Data to process |
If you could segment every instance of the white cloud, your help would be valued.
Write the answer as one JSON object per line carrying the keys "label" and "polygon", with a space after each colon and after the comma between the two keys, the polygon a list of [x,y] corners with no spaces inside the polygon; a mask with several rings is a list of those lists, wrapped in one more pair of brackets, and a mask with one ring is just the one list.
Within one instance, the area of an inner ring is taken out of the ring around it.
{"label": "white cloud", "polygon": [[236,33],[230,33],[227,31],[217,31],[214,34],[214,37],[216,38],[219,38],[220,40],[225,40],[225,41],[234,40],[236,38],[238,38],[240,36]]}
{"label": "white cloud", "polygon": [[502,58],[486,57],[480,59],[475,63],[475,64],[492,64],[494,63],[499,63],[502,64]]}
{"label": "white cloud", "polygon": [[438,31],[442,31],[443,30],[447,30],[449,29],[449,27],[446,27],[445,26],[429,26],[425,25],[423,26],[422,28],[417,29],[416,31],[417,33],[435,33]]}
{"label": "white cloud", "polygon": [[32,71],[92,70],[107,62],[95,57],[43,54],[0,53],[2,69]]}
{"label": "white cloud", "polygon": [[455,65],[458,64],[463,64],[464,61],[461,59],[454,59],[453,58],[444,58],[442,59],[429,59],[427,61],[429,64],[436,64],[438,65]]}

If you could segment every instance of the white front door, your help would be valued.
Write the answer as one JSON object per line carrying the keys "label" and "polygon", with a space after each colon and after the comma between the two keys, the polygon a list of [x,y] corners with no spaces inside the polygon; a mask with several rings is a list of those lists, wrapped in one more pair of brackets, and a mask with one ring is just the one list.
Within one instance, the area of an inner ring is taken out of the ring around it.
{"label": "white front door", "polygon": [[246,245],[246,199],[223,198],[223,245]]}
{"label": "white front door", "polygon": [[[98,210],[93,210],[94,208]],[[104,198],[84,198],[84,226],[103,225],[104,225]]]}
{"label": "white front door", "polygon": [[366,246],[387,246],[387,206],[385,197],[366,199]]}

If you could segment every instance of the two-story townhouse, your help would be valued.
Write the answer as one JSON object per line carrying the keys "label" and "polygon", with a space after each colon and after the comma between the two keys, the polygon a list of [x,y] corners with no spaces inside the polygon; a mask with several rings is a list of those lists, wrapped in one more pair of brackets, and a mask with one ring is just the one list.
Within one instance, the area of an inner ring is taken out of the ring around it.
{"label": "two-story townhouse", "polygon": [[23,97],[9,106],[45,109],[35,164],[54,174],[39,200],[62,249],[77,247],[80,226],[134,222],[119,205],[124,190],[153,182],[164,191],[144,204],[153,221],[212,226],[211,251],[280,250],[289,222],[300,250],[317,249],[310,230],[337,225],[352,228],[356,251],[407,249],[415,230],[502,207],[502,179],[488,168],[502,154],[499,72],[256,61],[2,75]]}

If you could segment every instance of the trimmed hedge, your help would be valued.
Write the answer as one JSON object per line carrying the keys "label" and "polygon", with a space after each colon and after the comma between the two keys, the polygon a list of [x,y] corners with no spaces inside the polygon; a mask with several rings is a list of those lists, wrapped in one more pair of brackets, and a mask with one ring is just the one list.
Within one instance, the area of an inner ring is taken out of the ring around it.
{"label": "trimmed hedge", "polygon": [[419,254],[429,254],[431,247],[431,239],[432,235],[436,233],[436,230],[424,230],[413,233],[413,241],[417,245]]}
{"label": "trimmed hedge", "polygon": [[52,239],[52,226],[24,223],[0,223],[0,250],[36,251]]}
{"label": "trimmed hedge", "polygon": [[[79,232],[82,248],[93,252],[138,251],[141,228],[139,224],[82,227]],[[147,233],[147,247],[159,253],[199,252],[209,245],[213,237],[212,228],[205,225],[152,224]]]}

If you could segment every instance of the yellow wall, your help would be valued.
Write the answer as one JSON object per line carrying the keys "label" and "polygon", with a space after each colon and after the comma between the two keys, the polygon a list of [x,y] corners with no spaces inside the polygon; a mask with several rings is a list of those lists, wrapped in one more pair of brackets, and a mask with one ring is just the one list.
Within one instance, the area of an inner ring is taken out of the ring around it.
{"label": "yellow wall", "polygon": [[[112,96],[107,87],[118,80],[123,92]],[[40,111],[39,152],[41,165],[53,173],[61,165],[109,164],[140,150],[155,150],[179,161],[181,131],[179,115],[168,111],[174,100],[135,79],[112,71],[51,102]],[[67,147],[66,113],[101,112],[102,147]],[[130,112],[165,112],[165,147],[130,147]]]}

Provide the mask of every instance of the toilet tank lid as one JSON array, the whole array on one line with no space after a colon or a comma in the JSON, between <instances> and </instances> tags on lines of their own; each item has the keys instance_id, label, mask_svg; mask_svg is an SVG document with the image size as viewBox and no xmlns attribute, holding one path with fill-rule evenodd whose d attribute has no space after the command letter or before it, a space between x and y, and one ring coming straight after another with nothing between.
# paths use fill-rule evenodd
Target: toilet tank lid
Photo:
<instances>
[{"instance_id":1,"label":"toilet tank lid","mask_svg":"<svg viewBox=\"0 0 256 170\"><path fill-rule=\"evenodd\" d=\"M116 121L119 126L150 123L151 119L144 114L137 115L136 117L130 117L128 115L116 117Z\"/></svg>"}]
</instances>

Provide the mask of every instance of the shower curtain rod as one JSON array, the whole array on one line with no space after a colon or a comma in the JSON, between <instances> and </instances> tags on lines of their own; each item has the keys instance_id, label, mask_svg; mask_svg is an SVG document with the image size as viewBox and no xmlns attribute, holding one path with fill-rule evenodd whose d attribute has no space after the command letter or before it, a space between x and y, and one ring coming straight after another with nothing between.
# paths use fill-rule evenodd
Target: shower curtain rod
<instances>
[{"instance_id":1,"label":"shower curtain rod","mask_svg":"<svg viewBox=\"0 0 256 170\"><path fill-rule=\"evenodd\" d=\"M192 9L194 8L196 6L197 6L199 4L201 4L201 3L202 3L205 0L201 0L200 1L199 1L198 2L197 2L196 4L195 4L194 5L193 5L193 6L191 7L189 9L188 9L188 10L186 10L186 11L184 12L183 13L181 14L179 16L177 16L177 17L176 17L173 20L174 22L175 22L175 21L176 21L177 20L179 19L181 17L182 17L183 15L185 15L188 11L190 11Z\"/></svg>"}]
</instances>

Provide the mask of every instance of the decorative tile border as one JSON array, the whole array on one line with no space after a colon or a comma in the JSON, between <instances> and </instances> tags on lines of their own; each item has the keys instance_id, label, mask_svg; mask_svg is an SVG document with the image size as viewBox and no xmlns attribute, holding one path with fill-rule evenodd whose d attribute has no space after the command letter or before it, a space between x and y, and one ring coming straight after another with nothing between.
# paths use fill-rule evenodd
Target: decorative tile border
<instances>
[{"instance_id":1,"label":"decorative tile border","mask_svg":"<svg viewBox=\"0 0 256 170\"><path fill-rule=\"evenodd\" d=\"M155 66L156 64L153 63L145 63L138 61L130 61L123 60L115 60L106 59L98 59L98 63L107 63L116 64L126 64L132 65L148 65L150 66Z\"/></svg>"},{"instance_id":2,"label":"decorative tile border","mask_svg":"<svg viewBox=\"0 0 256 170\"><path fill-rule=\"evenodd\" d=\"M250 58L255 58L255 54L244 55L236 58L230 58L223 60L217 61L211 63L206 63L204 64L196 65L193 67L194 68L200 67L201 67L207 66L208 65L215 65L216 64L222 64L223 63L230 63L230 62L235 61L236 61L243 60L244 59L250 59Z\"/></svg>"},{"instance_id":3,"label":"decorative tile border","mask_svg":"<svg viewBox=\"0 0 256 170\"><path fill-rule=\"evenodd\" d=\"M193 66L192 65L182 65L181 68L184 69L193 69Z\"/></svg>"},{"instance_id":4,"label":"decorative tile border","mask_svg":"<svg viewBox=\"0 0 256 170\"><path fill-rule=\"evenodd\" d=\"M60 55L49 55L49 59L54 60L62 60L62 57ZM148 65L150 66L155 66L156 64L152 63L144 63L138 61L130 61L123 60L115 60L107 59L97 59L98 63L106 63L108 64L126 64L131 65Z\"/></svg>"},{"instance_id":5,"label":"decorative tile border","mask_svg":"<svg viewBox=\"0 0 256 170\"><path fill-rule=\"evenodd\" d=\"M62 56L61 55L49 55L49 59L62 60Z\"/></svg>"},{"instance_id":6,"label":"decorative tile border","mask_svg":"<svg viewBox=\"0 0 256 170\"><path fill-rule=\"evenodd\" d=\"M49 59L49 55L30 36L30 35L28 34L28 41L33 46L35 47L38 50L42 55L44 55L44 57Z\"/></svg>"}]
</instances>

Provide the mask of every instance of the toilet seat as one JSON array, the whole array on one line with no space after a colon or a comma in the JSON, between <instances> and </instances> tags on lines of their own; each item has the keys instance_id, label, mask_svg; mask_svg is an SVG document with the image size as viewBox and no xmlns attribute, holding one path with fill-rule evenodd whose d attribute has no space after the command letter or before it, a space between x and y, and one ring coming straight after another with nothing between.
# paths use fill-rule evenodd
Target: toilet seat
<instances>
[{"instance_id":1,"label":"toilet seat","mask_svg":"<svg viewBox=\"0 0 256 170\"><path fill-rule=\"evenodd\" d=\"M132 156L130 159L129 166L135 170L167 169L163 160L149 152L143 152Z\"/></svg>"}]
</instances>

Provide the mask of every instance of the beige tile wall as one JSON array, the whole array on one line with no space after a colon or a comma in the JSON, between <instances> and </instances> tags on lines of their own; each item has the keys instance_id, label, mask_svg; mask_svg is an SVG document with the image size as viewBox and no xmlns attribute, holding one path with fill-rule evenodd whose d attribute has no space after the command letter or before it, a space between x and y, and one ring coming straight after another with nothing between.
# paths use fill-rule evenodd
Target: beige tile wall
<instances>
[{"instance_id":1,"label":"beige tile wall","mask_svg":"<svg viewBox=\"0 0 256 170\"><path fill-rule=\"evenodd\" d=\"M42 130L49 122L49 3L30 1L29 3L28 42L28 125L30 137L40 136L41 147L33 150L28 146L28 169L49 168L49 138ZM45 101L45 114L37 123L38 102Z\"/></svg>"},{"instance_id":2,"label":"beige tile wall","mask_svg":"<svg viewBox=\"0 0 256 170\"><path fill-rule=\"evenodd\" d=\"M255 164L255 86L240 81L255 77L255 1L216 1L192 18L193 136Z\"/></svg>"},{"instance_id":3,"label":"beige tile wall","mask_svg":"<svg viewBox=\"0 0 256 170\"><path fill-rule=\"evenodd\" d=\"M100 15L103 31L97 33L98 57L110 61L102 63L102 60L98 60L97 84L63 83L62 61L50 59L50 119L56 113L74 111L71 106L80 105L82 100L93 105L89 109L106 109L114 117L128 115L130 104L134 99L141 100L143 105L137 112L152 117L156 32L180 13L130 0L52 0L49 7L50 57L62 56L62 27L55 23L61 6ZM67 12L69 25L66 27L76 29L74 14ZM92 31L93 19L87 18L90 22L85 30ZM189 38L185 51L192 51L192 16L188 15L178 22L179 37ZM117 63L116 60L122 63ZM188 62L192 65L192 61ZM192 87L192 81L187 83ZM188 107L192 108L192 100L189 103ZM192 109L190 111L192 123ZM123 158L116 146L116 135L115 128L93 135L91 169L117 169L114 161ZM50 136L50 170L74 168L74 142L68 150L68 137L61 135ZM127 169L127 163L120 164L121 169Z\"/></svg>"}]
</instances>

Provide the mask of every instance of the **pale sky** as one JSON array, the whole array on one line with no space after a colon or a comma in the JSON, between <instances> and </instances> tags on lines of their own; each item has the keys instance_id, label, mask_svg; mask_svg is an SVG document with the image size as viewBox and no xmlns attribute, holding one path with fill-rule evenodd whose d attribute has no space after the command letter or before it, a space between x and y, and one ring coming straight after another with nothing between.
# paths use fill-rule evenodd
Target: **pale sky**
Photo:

Required work |
Reproduce nothing but the lines from the line containing "Provide the mask of every instance of the **pale" to the last line of the data, each exactly as written.

Output for this task |
Provide the mask of every instance of the **pale sky** as one JSON array, the whole array on one line with no space after a colon or a comma in the JSON, between <instances> and </instances> tags on lines of their own; each item has the keys instance_id, label, mask_svg; mask_svg is an SVG document with the image size as viewBox and no xmlns attribute, holding one path with fill-rule evenodd whose d attribute has no space after the command letter or before it, a space between x and y, and one ring coming straight after another with nothing between.
# paths use fill-rule evenodd
Target: **pale sky**
Photo:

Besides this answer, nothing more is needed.